**MATERIAL FOR THIS EXERCISE:**

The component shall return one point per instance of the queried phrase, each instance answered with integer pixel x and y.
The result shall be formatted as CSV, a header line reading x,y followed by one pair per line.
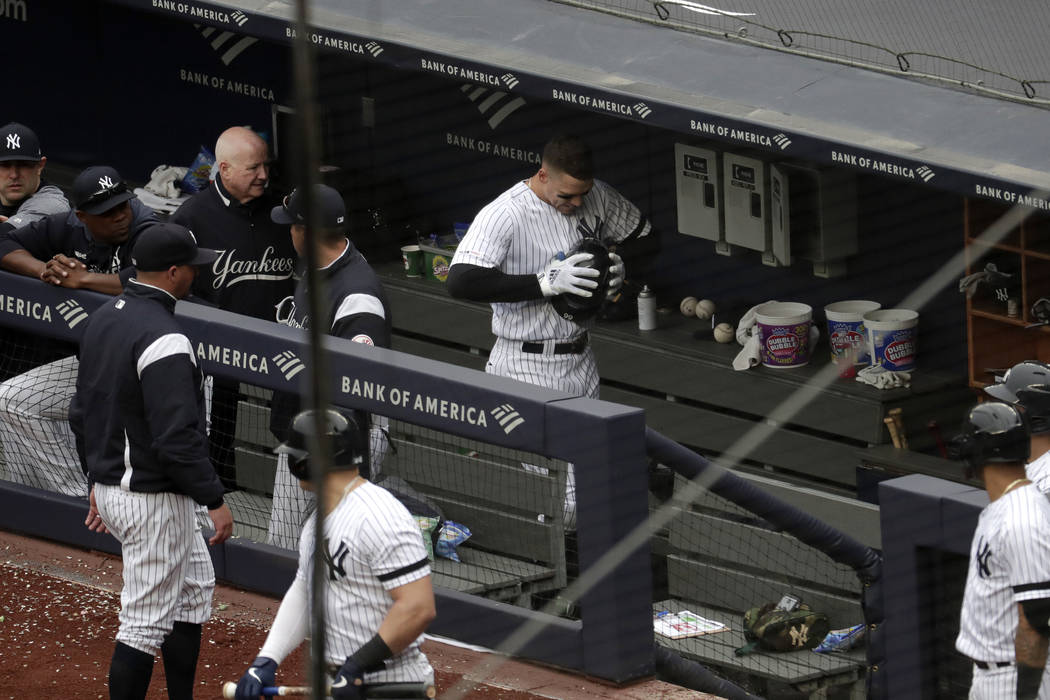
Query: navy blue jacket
x,y
357,311
256,259
65,234
138,414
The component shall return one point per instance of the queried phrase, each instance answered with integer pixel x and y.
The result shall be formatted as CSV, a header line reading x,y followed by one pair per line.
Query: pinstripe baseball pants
x,y
168,576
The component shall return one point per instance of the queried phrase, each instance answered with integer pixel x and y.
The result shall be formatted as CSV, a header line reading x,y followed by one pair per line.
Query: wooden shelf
x,y
995,340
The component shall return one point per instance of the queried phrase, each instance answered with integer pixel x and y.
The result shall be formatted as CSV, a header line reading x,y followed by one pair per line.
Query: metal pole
x,y
306,169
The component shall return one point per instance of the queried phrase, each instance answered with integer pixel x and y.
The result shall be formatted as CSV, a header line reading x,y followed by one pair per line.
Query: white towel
x,y
751,355
881,378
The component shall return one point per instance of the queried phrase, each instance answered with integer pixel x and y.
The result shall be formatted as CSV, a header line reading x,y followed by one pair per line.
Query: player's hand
x,y
566,277
223,520
93,520
63,271
615,275
261,674
348,683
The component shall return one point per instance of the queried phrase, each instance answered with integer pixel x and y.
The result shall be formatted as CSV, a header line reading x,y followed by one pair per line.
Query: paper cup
x,y
412,256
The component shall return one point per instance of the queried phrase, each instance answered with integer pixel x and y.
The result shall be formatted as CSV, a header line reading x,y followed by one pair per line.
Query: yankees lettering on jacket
x,y
229,270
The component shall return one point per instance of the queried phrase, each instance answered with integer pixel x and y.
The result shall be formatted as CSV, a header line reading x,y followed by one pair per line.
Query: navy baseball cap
x,y
100,188
329,203
164,245
19,143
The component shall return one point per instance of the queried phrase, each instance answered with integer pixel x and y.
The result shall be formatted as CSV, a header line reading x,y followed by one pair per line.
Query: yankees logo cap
x,y
19,143
100,188
164,245
331,210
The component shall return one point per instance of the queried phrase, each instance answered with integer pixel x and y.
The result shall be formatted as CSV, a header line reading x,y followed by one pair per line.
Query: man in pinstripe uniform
x,y
138,418
1005,619
378,598
513,257
357,312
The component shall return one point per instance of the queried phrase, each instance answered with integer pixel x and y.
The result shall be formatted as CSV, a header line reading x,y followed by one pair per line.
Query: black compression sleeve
x,y
477,283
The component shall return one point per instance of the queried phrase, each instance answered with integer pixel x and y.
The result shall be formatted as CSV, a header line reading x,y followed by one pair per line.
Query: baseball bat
x,y
372,691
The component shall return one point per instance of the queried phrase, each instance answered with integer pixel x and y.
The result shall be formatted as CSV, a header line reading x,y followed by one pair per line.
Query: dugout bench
x,y
721,560
517,547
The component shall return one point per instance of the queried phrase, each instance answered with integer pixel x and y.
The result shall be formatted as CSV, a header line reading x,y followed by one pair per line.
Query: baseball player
x,y
138,416
1027,384
24,195
88,248
1004,623
513,256
357,312
378,598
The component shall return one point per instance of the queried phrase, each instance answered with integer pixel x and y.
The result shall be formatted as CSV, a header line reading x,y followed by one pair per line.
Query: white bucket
x,y
846,332
783,333
893,334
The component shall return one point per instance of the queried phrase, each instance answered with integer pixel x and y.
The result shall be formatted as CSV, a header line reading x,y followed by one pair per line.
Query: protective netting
x,y
984,46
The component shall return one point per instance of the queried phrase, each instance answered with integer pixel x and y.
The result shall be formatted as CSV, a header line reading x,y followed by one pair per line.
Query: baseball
x,y
725,333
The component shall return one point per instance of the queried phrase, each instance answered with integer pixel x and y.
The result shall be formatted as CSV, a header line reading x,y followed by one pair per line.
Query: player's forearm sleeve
x,y
478,283
290,626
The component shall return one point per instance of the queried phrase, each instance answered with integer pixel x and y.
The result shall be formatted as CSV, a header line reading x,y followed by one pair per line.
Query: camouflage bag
x,y
771,629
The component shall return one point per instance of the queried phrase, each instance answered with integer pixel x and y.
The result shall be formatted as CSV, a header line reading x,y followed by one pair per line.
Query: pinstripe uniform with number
x,y
358,313
1009,563
372,545
138,417
519,233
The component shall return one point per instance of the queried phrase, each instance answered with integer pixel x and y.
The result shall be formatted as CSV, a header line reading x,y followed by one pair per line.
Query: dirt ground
x,y
58,620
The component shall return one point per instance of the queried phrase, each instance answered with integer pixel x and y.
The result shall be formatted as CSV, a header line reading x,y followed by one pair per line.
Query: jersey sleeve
x,y
623,220
361,318
1026,542
395,547
486,242
169,395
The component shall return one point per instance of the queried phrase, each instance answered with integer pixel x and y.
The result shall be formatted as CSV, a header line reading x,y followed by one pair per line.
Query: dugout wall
x,y
438,121
613,639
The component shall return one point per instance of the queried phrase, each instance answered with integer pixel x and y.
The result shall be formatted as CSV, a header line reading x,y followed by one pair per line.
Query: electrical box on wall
x,y
820,213
754,194
698,193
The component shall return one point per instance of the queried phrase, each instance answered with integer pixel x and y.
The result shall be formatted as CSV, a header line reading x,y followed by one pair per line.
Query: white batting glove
x,y
566,277
615,275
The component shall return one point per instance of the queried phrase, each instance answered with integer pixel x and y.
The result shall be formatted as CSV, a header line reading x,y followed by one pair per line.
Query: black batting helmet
x,y
348,445
1028,384
992,433
574,308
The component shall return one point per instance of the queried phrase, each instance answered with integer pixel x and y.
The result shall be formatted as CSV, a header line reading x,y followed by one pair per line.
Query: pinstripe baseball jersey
x,y
1038,471
1009,563
519,233
373,545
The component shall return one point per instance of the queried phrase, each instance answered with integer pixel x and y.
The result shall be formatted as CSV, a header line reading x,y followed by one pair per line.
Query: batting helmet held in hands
x,y
1028,384
574,308
349,447
992,433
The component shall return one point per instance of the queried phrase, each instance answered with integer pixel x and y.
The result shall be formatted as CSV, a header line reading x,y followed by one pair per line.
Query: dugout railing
x,y
613,637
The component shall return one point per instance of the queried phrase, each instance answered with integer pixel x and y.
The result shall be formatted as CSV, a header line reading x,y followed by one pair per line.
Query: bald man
x,y
253,271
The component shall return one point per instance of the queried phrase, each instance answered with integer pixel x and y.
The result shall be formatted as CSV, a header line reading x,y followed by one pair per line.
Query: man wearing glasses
x,y
253,271
88,248
24,196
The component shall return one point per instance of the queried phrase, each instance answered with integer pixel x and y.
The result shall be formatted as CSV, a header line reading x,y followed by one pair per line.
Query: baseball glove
x,y
574,308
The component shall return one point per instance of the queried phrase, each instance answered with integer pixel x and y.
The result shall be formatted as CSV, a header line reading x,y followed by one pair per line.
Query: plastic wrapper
x,y
426,526
453,534
842,640
197,175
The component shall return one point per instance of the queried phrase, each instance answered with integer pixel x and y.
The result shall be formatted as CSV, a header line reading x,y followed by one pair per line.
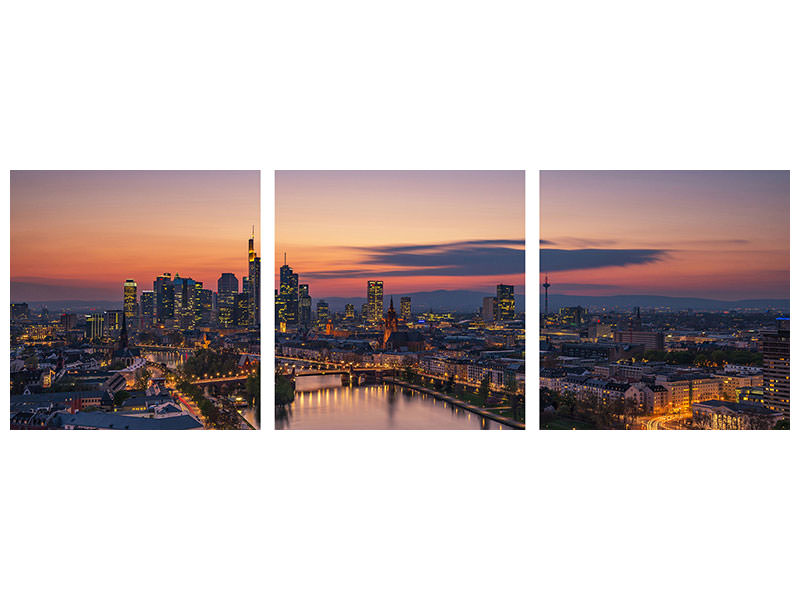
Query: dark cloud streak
x,y
552,260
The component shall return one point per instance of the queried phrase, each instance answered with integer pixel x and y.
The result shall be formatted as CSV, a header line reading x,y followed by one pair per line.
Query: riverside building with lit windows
x,y
775,348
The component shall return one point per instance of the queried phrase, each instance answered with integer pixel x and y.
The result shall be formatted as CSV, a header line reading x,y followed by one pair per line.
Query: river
x,y
322,402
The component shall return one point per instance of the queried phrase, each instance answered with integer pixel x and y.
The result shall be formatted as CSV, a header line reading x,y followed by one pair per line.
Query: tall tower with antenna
x,y
546,286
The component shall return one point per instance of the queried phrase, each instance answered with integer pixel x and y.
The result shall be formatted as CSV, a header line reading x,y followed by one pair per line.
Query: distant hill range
x,y
76,306
557,301
466,301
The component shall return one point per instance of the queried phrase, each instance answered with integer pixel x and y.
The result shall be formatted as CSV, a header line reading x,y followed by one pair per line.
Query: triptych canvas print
x,y
399,300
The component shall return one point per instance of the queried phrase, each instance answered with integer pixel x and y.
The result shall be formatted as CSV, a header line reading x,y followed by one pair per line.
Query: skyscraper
x,y
227,288
241,310
289,293
506,309
489,309
113,321
254,281
775,348
129,298
164,297
405,308
227,284
323,312
304,305
375,301
147,308
94,326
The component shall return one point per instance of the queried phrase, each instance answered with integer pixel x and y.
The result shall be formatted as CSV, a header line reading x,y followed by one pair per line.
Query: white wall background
x,y
363,85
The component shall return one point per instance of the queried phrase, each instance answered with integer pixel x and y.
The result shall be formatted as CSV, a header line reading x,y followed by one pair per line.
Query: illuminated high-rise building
x,y
227,283
254,282
164,297
95,326
323,311
68,321
304,305
241,310
227,288
405,308
129,299
375,301
489,309
147,308
506,307
775,349
289,292
113,321
205,301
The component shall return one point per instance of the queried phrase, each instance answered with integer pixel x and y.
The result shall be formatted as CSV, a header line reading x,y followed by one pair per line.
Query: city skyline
x,y
720,235
183,222
415,230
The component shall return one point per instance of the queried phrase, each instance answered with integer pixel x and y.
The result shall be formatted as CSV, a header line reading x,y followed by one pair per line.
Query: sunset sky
x,y
77,235
415,230
712,234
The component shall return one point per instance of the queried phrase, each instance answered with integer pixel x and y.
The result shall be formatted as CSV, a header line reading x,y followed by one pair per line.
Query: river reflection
x,y
321,402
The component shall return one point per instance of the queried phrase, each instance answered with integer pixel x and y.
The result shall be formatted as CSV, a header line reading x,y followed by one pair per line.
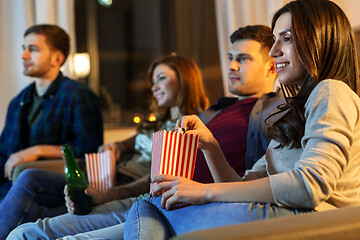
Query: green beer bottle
x,y
76,181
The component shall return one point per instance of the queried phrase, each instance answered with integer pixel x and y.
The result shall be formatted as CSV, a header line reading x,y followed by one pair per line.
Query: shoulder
x,y
25,93
333,96
71,86
333,91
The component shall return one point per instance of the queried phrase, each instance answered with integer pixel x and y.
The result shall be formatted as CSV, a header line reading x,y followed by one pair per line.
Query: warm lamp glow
x,y
137,119
82,64
152,117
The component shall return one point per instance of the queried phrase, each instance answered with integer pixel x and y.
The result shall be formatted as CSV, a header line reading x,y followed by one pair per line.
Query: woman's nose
x,y
154,87
26,54
234,66
275,50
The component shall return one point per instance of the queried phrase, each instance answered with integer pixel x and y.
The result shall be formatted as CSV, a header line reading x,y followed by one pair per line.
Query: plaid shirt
x,y
70,114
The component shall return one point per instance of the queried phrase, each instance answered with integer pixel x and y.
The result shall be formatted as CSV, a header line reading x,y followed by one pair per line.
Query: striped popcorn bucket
x,y
173,153
100,168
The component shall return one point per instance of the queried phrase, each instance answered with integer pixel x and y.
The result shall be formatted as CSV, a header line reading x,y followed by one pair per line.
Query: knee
x,y
28,175
21,232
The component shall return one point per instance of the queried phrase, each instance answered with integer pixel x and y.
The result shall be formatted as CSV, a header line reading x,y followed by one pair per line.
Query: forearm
x,y
219,167
248,191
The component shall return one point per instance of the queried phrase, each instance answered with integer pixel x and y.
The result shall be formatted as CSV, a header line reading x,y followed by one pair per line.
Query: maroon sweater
x,y
229,128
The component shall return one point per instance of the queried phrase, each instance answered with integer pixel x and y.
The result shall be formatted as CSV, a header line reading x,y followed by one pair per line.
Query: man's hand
x,y
97,198
179,190
30,154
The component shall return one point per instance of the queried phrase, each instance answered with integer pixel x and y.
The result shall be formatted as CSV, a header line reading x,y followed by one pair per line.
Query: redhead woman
x,y
312,162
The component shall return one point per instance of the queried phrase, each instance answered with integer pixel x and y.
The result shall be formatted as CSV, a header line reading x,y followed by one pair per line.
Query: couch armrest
x,y
55,165
342,223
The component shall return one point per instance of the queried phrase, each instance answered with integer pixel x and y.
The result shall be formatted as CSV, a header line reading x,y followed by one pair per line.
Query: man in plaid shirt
x,y
51,111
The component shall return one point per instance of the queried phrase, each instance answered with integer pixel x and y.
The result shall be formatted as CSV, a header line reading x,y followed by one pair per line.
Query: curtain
x,y
16,16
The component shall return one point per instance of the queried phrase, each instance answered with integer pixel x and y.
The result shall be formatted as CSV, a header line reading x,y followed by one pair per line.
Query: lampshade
x,y
81,64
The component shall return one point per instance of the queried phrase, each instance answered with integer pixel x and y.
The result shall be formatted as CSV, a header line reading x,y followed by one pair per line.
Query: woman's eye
x,y
287,39
243,59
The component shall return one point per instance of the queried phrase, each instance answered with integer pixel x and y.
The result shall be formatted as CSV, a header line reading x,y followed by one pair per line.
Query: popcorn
x,y
173,153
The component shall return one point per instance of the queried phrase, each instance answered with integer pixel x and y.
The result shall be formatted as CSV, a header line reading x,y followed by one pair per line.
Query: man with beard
x,y
51,111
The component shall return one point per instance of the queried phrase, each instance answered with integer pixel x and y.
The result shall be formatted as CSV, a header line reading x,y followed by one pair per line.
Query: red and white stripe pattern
x,y
100,169
174,153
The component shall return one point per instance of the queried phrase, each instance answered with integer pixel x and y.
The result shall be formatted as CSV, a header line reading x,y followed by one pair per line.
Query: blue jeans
x,y
35,194
147,220
103,222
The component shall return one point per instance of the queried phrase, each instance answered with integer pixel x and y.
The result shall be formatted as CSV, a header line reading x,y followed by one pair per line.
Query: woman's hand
x,y
114,147
97,198
193,125
179,190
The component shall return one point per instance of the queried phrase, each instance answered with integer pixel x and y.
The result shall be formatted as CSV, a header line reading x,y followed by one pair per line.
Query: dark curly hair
x,y
324,42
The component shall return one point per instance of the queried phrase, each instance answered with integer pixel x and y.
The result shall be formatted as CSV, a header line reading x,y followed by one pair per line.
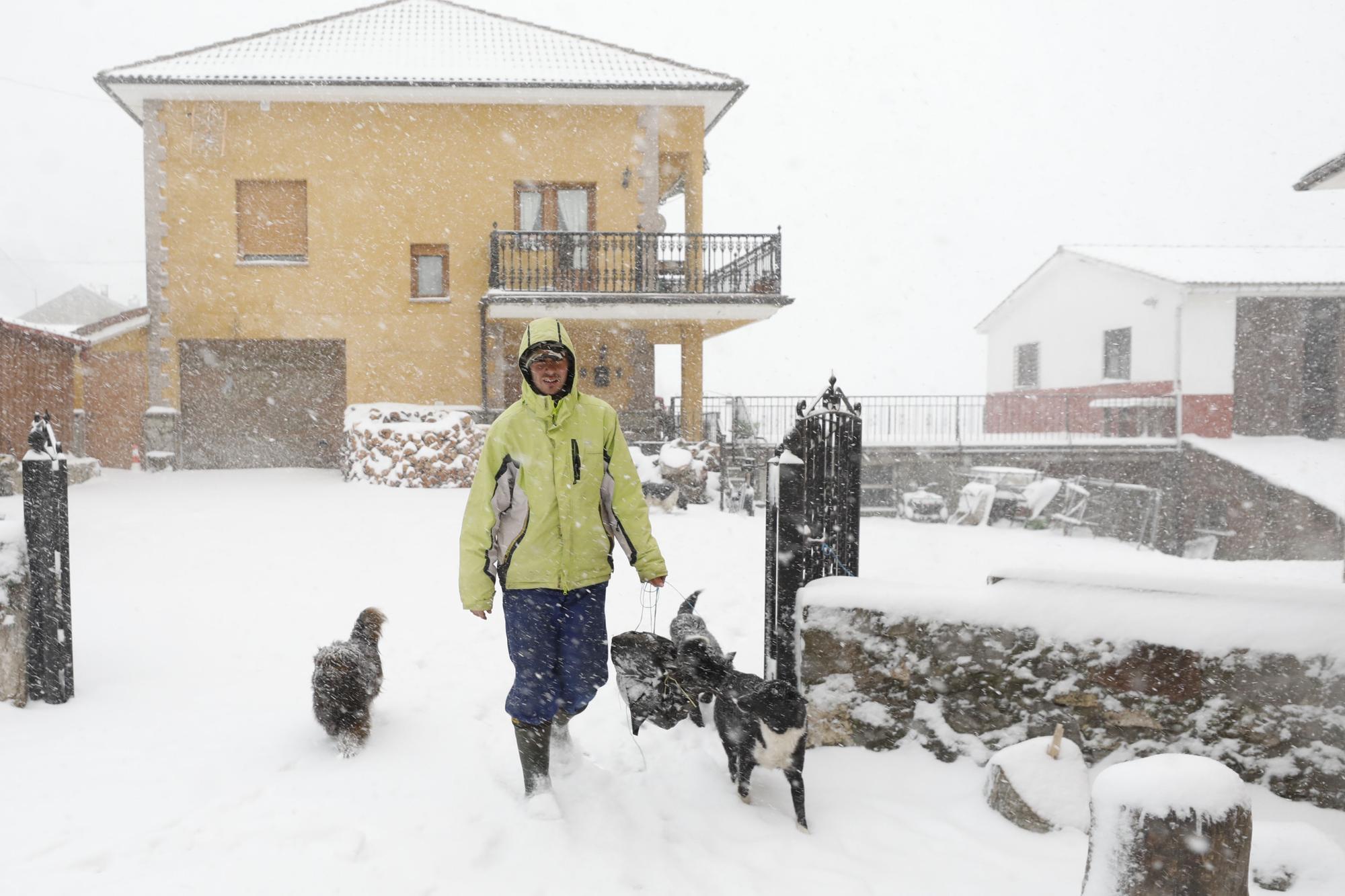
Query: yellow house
x,y
371,206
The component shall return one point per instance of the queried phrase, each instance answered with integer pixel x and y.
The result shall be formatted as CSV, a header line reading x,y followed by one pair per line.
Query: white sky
x,y
922,158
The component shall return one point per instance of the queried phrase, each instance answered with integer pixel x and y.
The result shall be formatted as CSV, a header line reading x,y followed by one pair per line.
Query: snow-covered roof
x,y
115,326
59,333
1313,469
1274,266
79,306
81,337
420,45
1288,270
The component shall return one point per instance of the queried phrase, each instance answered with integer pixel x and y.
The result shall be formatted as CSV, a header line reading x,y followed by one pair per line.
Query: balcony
x,y
743,267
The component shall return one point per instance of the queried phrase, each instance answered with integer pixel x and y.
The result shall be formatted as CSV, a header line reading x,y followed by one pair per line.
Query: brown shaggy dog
x,y
348,676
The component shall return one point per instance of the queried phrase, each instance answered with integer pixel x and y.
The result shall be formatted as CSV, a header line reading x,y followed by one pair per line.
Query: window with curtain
x,y
1116,354
272,220
567,208
1026,362
430,271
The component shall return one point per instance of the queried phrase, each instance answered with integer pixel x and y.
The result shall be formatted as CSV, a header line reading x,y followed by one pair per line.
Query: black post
x,y
46,521
787,532
813,517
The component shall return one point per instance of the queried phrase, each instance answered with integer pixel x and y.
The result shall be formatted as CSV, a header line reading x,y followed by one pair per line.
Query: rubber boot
x,y
535,748
535,755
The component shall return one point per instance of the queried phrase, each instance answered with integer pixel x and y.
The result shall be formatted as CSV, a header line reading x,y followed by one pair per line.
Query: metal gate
x,y
813,517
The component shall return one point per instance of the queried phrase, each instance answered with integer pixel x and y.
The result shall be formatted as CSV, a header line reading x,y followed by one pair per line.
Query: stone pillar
x,y
77,444
648,145
161,444
159,337
497,366
693,373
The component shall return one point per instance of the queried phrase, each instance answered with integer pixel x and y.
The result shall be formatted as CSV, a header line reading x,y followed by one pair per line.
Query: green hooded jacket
x,y
555,490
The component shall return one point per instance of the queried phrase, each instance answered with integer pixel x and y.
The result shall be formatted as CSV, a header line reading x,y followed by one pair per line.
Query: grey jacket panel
x,y
509,502
610,520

**PROBLEM REQUIREMENTS:** How many lines in the rows above contain the string "plaid", matching case exactly? Reply with the number alone.

**ANSWER TO THIS PROBLEM:** 2